GIVEN INSTRUCTION:
Return the stretch of the excerpt on Stuart Gordon's filmmaking from "Traditional readings of" to "to enter filmmaking.", copied word for word.

== EXCERPT

By Matthew Sorrento.
Traditional readings of the film see it as a commentary on the damning nature of chemical dependency. While the theme’s presence is undeniable, the film also depicts the freeing and often empowering nature of stimulants.”
After the release of his horror-comedy Re-Animator (1985), debuting filmmaker Stuart Gordon was very conscious that the film would be treated as his yardstick – against which his later work would be judged. (1) No stranger to having his worked critiqued, Gordon already directed for the stage in Chicago and used the horror genre’s bankability to enter filmmaking.

====
== PROVIDED MATERIAL

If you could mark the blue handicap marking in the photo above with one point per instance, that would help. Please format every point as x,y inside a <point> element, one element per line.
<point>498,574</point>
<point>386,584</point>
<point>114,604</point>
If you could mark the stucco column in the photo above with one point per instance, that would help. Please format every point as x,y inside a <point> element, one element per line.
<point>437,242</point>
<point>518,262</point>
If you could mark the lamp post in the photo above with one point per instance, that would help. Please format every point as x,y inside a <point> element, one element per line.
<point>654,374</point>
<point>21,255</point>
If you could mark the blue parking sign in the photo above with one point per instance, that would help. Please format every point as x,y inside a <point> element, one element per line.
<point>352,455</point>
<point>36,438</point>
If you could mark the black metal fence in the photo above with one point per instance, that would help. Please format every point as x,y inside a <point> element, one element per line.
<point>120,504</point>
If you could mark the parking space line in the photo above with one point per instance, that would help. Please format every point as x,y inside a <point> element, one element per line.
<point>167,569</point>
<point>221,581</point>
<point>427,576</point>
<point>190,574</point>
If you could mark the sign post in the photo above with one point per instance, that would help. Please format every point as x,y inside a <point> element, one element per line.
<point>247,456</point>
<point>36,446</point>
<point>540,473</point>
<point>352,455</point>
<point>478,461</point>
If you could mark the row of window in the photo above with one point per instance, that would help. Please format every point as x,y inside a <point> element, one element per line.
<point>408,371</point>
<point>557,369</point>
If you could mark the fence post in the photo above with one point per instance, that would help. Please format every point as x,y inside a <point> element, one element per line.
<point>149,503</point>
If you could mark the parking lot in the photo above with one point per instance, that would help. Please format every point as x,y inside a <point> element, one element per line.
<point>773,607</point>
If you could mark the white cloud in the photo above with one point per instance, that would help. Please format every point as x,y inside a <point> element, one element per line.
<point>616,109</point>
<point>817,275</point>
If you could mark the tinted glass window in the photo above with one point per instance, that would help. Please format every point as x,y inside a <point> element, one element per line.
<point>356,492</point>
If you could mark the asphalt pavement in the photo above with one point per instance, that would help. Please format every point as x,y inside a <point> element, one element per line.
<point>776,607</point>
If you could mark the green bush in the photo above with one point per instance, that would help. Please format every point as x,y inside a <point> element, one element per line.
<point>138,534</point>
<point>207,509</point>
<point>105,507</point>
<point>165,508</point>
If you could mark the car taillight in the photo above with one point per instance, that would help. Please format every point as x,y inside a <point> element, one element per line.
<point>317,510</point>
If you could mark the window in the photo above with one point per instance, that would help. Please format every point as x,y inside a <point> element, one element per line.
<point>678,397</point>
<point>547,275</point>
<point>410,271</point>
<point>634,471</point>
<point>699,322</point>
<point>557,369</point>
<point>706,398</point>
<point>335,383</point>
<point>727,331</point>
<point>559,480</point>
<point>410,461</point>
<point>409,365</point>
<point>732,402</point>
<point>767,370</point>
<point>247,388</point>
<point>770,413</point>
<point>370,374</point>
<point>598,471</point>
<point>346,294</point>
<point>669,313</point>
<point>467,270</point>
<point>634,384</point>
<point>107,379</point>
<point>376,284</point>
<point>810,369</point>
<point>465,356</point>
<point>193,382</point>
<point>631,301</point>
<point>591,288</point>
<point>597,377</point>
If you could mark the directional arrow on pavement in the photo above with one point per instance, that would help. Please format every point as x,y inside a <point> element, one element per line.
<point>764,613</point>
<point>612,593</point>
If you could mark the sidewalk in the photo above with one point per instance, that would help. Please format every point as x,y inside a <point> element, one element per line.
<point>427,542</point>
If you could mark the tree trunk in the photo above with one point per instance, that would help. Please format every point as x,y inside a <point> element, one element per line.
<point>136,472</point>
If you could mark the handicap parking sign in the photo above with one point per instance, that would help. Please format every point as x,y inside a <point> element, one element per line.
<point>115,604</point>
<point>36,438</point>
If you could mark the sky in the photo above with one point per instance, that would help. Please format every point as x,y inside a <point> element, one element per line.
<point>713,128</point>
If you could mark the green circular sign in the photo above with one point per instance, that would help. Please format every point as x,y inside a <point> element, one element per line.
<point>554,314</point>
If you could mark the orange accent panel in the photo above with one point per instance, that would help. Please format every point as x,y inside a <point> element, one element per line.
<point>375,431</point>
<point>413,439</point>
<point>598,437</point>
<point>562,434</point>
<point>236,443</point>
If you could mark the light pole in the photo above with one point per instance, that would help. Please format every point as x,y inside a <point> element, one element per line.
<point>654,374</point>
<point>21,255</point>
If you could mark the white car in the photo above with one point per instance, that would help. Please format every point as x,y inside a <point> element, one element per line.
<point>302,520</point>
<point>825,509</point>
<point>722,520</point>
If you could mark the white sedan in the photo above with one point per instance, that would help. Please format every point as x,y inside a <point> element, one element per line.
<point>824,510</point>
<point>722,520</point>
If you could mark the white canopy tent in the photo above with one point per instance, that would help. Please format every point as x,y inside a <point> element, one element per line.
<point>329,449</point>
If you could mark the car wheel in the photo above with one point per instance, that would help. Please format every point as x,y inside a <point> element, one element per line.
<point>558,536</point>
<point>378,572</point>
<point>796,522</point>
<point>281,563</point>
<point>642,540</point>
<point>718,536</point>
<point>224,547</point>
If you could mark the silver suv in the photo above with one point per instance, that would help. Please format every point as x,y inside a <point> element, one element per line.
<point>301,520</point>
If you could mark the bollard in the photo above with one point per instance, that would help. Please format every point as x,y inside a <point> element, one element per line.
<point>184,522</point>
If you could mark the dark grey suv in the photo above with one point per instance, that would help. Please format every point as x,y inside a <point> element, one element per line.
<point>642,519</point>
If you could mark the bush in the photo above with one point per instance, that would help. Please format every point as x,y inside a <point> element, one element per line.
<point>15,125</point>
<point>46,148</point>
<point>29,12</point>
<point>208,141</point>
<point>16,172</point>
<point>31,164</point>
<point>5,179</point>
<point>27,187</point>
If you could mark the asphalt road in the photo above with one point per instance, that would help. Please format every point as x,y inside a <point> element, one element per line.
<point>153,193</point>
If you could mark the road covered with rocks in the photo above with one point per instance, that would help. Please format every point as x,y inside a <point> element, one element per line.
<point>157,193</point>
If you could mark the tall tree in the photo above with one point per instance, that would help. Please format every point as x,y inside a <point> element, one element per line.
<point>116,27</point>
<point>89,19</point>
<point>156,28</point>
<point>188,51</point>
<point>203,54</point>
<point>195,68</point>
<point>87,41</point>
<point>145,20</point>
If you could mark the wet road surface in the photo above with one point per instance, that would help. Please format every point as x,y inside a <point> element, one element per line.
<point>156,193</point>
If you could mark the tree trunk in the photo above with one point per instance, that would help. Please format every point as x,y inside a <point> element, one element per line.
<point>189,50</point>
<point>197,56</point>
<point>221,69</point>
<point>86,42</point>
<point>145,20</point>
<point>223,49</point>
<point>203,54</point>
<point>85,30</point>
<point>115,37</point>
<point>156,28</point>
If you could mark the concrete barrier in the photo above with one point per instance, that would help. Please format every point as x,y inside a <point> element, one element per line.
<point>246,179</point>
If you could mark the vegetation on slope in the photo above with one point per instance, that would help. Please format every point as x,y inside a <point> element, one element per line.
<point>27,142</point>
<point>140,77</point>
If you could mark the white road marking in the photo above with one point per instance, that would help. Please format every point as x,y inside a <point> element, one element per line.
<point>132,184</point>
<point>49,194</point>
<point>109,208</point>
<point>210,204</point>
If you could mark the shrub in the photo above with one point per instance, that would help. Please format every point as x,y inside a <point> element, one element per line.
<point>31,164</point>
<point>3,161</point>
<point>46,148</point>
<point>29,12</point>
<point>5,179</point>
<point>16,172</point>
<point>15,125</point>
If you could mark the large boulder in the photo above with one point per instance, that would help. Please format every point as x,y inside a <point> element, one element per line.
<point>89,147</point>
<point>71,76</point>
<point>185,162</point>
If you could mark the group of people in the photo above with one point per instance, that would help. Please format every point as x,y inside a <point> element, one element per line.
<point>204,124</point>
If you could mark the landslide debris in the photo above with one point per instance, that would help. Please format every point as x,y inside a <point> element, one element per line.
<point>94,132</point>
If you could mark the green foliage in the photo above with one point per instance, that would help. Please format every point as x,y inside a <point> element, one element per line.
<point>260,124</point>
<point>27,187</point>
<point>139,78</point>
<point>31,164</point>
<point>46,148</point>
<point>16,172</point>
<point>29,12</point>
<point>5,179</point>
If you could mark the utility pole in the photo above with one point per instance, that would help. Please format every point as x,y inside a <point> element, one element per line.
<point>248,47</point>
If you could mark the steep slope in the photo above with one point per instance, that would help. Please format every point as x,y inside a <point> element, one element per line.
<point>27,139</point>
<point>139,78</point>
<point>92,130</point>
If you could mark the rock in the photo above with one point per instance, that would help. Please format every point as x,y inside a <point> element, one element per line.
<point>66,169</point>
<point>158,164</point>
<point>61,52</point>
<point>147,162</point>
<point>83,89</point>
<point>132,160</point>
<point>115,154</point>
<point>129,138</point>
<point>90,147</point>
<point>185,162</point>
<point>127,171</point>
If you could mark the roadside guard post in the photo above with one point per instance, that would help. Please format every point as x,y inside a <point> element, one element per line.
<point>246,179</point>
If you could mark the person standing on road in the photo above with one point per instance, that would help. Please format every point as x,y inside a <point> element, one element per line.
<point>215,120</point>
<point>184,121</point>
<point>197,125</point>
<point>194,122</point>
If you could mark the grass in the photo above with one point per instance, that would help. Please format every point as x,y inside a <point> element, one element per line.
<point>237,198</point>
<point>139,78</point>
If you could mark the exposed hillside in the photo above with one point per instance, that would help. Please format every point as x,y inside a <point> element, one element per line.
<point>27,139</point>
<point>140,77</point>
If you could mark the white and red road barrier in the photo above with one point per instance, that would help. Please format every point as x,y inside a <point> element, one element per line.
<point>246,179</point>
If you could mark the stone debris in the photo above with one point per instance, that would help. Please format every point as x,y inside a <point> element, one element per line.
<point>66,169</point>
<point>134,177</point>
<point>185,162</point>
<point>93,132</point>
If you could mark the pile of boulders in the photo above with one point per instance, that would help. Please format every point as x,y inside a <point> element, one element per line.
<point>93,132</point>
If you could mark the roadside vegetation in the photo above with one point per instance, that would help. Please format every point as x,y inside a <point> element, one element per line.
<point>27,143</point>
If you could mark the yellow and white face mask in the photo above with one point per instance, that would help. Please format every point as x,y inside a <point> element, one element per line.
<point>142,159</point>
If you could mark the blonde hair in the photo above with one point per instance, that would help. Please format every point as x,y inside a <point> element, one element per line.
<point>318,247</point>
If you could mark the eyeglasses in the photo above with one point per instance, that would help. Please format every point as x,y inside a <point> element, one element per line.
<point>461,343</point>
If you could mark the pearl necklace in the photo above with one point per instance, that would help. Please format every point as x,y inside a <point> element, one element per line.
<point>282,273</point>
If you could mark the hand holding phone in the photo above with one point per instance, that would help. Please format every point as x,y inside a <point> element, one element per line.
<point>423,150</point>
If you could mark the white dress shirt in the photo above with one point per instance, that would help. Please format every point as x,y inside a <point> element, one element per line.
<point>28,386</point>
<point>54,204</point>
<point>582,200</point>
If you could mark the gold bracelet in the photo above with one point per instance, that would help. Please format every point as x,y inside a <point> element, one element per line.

====

RESULT BELOW:
Traditional readings of the film see it as a commentary on the damning nature of chemical dependency. While the theme’s presence is undeniable, the film also depicts the freeing and often empowering nature of stimulants.”
After the release of his horror-comedy Re-Animator (1985), debuting filmmaker Stuart Gordon was very conscious that the film would be treated as his yardstick – against which his later work would be judged. (1) No stranger to having his worked critiqued, Gordon already directed for the stage in Chicago and used the horror genre’s bankability to enter filmmaking.